* What you need to do
Return every line of the listing below that contains the word "bare".
━━━ Extracted data ━━━
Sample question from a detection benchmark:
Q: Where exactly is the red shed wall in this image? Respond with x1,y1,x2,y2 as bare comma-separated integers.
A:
━━━
━━━ Extracted data ━━━
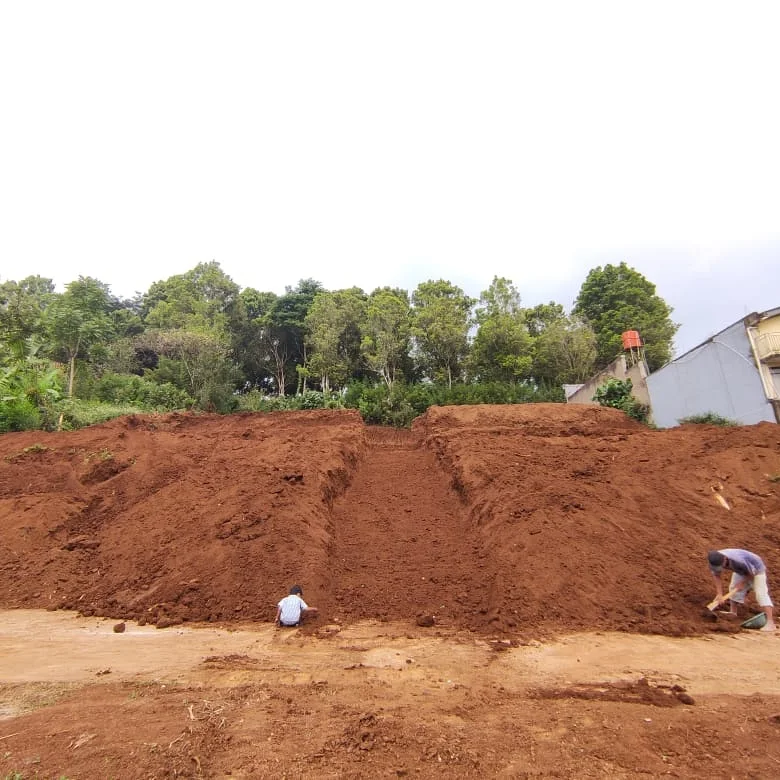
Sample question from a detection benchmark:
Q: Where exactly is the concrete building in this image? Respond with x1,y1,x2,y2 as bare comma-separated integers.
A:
━━━
━━━ Extracted data ━━━
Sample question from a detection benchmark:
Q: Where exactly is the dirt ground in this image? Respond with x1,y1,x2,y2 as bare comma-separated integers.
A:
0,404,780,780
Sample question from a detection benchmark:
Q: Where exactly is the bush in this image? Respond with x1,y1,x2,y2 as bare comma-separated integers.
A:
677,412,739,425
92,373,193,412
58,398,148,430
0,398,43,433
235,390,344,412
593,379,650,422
━━━
* Response below
Q: Where exactly is the red shed wall in this image? Respond with x1,y1,x2,y2 as bare comma-separated integers.
Q: Where exactly is the concrete building in this image? Respond with x1,y1,x2,y2 as bare comma-separated integers.
Q: Where exactly is the dirt ground in this image? Respond with x1,y1,x2,y2 as bare comma-separated integers.
Q: Where exactly is the bush in this image? Respond with x1,y1,x2,y2 as bare comma-separated integers.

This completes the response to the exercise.